**Aim of the exercise**
Your answer is the lines below, exactly, from the one that contains "Annotate sky in" through the one that contains "Annotate green tree", both included.

**Material for this exercise**
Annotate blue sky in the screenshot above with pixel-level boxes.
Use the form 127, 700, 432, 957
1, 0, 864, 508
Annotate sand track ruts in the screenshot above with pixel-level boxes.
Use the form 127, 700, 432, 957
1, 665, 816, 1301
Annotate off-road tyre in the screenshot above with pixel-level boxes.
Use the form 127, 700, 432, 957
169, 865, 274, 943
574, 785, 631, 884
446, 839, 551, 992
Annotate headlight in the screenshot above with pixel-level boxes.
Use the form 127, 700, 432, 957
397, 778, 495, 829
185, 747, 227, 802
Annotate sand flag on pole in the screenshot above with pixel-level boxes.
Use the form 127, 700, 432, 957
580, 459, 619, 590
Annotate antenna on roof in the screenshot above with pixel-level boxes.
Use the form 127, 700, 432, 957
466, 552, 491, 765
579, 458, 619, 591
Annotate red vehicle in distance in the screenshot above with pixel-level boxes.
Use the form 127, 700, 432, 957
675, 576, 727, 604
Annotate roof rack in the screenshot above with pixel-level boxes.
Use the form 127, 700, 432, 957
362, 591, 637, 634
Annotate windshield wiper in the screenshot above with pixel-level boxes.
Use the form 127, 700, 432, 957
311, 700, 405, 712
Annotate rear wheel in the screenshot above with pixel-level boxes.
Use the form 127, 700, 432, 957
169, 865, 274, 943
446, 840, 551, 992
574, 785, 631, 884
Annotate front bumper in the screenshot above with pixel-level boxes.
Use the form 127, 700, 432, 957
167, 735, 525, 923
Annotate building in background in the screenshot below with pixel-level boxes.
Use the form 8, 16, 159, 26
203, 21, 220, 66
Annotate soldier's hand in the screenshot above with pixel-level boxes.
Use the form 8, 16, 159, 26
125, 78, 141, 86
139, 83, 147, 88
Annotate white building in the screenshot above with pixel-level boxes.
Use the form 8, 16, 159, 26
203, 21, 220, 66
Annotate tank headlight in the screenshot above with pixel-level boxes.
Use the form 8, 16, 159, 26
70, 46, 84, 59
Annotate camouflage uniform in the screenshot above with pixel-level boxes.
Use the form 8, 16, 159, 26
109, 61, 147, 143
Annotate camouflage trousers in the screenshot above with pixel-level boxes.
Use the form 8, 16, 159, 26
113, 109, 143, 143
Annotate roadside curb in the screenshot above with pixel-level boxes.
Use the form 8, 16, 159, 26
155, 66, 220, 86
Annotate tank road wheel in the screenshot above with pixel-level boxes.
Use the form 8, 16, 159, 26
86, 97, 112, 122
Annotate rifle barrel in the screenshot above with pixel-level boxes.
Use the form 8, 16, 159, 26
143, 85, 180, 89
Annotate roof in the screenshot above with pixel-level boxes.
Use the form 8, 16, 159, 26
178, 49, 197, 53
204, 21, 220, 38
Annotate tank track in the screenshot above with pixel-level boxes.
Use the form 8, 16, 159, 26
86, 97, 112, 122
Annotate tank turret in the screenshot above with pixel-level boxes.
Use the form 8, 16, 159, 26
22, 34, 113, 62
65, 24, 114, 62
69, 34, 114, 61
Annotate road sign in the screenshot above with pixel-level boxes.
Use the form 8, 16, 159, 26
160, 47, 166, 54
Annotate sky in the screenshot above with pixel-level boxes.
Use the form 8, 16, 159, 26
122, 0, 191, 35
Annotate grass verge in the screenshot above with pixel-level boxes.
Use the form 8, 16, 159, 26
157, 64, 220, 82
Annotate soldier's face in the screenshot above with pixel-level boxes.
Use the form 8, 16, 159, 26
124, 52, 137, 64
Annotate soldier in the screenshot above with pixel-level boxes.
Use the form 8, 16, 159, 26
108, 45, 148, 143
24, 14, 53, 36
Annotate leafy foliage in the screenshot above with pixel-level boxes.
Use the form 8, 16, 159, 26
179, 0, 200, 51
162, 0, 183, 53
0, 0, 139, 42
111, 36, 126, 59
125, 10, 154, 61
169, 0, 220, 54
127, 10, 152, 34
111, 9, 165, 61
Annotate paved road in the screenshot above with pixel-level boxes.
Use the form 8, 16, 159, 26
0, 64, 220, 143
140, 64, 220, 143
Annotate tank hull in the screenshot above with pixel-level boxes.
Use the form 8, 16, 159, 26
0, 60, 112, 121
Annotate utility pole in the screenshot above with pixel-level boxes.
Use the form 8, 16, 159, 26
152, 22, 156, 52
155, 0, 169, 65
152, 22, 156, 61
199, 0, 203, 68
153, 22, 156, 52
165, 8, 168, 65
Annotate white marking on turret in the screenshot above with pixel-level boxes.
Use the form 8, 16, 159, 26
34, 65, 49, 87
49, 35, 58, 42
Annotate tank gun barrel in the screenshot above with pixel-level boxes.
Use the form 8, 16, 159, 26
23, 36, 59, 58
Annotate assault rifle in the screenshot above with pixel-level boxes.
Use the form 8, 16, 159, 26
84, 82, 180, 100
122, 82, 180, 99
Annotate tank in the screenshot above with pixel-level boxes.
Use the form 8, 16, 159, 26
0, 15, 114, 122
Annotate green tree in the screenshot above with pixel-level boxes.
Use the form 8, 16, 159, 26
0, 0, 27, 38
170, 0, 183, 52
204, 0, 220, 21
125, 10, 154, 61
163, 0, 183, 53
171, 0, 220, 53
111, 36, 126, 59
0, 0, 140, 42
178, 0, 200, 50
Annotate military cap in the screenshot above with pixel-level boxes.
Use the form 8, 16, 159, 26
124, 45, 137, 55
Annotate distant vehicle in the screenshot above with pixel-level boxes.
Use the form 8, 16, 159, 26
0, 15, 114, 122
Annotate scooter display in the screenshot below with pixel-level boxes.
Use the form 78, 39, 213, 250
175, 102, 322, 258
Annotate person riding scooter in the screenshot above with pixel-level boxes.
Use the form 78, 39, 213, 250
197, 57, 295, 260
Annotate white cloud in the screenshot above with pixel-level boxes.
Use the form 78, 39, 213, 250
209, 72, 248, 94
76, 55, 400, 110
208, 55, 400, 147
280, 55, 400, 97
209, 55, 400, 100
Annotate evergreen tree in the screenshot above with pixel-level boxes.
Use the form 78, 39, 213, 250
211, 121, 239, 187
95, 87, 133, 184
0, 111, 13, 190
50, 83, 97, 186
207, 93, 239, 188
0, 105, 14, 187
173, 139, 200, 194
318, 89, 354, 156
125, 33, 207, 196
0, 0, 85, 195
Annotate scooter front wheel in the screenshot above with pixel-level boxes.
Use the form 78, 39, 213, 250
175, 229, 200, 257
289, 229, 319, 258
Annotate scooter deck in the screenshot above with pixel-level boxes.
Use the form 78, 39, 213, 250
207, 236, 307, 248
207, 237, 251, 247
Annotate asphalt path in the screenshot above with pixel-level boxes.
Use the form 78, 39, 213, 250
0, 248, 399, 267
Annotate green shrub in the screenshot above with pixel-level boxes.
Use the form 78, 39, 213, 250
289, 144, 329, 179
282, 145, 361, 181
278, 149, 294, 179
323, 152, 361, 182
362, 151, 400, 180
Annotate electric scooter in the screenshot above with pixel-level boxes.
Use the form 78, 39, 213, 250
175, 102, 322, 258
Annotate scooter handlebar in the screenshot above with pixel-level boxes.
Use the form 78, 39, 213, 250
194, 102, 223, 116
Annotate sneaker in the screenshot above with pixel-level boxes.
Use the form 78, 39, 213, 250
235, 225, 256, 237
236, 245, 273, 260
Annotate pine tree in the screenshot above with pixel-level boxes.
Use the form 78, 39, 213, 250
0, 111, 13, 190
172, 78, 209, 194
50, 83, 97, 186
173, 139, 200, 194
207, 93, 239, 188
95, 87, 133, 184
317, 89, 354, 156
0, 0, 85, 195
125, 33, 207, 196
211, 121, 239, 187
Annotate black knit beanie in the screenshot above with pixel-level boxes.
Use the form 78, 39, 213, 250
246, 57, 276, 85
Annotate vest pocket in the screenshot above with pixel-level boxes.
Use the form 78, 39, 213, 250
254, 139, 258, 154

**The completed task**
Annotate sky in the screenshot above with pixel-level boxes.
Use the form 8, 16, 159, 26
122, 0, 191, 35
Annotate grass verge in the screenshot above with pixel-level boxes.
Use the form 8, 16, 159, 26
157, 64, 220, 82
Annotate soldier's face in the screenshot above with pixel-level boxes.
Use the form 8, 16, 159, 26
124, 52, 137, 64
Annotate soldier in the screenshot above with pixel-level boxes.
Use the form 8, 16, 159, 26
108, 45, 148, 143
24, 14, 53, 36
Annotate leafy foliage in the screenshot above with pixel-level boxes.
Use the form 8, 16, 159, 26
179, 0, 200, 51
162, 0, 183, 53
0, 0, 139, 42
111, 36, 126, 59
125, 10, 154, 61
169, 0, 220, 54
127, 10, 152, 34
111, 9, 165, 61
Annotate paved road in the screenshot above with pixel-level boxes.
Use the form 8, 16, 159, 26
0, 64, 220, 143
140, 64, 220, 143
Annotate tank hull in the screenshot above with pixel-level boxes.
Use the form 8, 16, 159, 26
0, 60, 112, 121
Annotate utility pole in the screenshot above with pixel-level boxes.
Use the form 8, 16, 159, 26
152, 22, 156, 52
155, 0, 169, 65
152, 22, 156, 61
199, 0, 203, 68
153, 22, 156, 52
165, 8, 168, 65
Annotate white marking on turret in the screenshot above with pixel-level boxes.
Use the form 8, 16, 159, 26
34, 65, 49, 87
49, 35, 58, 42
Annotate tank gun barrel in the screenshot above with pixel-level boxes.
Use the form 8, 16, 159, 26
23, 36, 59, 58
Annotate assault rifle in the screenshot above with pixel-level boxes.
Use the form 8, 16, 159, 26
84, 82, 180, 100
122, 82, 180, 99
Annotate tank in the screenshot above with pixel-level boxes.
Use the form 8, 16, 159, 26
0, 15, 114, 122
Annotate green tree in the screenshot above with pixel-level boxes.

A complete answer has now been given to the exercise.